**ARBEITSAUFTRAG**
Beantworte anhand des nachstehenden Berichts über das Embargo gegen Haiti diese Fragen:
1. Wie heißt die Hauptstraße von Port-au-Prince?
2. Wie viele Menschen aus Port-au-Prince sind schätzungsweise zu Verwandten auf dem Land geflüchtet?
3. Wie viele überfüllte Segelschiffe hat die US Coastguard in zehn Tagen aufgebracht?

**TEXTAUSZUG**
Bericht eines deutschen Entwicklungshelfers über die Folgen des Handelsembargos gegen die Putschistenregierung/ Die Armut wächst, Zehntausende von Arbeitsplätzen verschwinden und immer mehr Menschen wollen auswandern/ Doch das Embargo ist politisch notwendig  ■ Von Jan Eggersglusz

Soldaten stehen an den Tankstellen Haitis. Sie überwachen den Verkauf eines immer knapperen Gutes: Benzin. Normalverbraucher erhalten „youn ti galion“ — Sprit für höchstens zehn haitianische Dollar. Da die Preise täglich steigen, wird diese Menge immer kleiner. Die Kumpane der Militärs hingegen bekommen „plisiye gro drum“, soviel wie sie wollen.

Das gegen Haiti verhängte Wirtschaftsembargo trifft die Bevölkerung schwer. Die Hauptstraße von Port-au-Prince, der Boulevard J.J. Dessaline, ist fast autofrei. Viele Geschäfte haben ihre eisernen Rolläden heruntergelassen, immer mehr Verkaufsstände auf Märkten und Boulevards sind verwaist. Der Grund: Viele Hauptstadtbewohner können die Innenstadt wegen des zusammengebrochenen Nahverkehrs nicht erreichen. Vor allem aber sind schätzungsweise 100.000 Menschen aus Port-au-Prince zu Verwandten auf dem Land geflüchtet, um Übergriffen der Militärs und der weiteren Verschlechterung der Ernährungslage zu entgehen.

„Jetzt schon herrscht hier das Mittelalter“, sagt ein Entwicklungshelfer. „Dauert das Embargo an, finden wir bei unserer Rückkehr ein Land der Steinzeit wieder.“ Er ist auf der Ausreise aus Haiti. Bereits 90 Prozent der in Haiti arbeitenden Ausländer sind gegangen, den Warnungen der Botschaften vor einer bevorstehenden, embargobedingten „massiven Verschlechterung der Sicherheitslage“ folgend. Nur das wichtigste Botschaftspersonal muß ausharren, um notfalls die militärische Evakuierung der restlichen Staatsbürger und ihrer selbst zu organisieren.

90 Prozent der Ausländer sind gegangen

Wie viele Haitianer in diesen Tagen ihr Land verlassen und auf hochseeuntauglichen, hölzernen Segelbooten versuchen, die USA oder die Bahamas zu erreichen, läßt sich nicht abschätzen, auch nicht, wie viele dabei ihr Leben lassen. Die US Coastguard hat aber in zehn Tagen zehn überfüllte Segelschiffe aufgebracht. Nun bemüht sich die US-Regierung bei Honduras und Belize um ihre Aufnahme.

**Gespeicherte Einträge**

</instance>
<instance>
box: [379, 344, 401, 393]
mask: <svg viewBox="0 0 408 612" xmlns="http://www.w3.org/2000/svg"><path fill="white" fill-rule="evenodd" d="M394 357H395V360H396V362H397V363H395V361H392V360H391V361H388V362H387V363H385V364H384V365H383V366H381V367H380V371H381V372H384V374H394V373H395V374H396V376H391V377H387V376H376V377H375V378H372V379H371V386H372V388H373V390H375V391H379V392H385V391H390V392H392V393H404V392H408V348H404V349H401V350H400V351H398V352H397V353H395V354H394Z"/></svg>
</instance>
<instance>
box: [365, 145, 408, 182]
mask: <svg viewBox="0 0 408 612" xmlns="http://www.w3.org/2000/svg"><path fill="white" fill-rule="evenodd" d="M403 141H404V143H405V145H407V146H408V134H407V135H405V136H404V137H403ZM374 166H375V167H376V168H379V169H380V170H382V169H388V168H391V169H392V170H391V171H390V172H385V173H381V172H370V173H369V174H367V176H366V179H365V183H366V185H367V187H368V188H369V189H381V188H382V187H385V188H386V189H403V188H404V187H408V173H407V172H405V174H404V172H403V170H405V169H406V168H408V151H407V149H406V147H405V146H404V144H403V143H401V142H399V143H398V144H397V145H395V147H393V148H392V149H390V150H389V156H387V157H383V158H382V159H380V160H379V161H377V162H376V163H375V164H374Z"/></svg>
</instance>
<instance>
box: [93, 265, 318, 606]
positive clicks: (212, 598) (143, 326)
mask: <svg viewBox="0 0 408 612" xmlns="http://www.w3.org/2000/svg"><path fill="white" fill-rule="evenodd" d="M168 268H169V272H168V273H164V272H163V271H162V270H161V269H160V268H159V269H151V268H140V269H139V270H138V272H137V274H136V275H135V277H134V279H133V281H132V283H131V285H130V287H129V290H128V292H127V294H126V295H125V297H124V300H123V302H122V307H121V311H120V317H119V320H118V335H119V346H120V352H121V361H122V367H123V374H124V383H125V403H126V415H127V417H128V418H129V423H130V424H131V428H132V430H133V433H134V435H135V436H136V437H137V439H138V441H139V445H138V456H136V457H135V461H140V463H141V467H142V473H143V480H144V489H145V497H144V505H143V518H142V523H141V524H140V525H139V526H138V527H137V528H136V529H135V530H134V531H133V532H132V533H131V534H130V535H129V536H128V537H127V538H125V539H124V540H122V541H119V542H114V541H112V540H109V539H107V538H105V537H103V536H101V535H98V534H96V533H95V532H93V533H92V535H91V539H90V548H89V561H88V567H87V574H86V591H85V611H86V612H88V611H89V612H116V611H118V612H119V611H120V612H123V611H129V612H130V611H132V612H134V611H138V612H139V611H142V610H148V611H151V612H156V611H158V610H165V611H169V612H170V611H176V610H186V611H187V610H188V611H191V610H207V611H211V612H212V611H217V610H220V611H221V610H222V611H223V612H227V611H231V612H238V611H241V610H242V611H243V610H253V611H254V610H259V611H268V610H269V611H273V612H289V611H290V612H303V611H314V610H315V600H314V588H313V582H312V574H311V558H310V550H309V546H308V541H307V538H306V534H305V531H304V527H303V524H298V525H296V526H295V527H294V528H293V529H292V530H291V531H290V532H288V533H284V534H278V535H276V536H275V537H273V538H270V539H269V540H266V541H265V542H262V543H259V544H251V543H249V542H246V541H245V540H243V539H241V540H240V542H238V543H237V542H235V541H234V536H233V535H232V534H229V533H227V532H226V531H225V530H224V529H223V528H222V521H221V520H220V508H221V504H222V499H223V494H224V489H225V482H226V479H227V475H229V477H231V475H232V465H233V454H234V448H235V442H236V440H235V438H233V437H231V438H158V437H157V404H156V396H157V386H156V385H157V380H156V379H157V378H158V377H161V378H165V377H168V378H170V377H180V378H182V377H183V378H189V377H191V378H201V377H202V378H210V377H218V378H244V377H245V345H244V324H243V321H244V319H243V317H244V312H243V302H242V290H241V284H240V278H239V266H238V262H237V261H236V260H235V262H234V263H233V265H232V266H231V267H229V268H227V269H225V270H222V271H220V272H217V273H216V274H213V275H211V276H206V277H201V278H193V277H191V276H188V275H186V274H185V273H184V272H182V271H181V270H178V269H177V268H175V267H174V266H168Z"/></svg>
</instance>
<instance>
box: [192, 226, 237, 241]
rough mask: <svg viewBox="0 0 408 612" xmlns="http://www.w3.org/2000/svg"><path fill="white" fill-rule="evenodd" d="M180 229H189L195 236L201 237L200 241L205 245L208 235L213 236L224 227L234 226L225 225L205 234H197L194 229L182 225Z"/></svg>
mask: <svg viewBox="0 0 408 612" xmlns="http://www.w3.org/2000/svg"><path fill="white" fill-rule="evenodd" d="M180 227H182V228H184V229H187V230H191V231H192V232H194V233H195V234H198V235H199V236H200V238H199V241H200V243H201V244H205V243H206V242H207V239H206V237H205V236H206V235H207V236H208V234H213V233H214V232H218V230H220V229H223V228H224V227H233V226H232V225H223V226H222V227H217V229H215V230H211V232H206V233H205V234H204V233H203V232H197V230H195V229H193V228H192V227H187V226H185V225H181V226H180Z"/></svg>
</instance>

**ENDGÜLTIGE ANTWORT**
1. Boulevard J.J. Dessaline
2. Schätzungsweise 100.000 Menschen
3. Zehn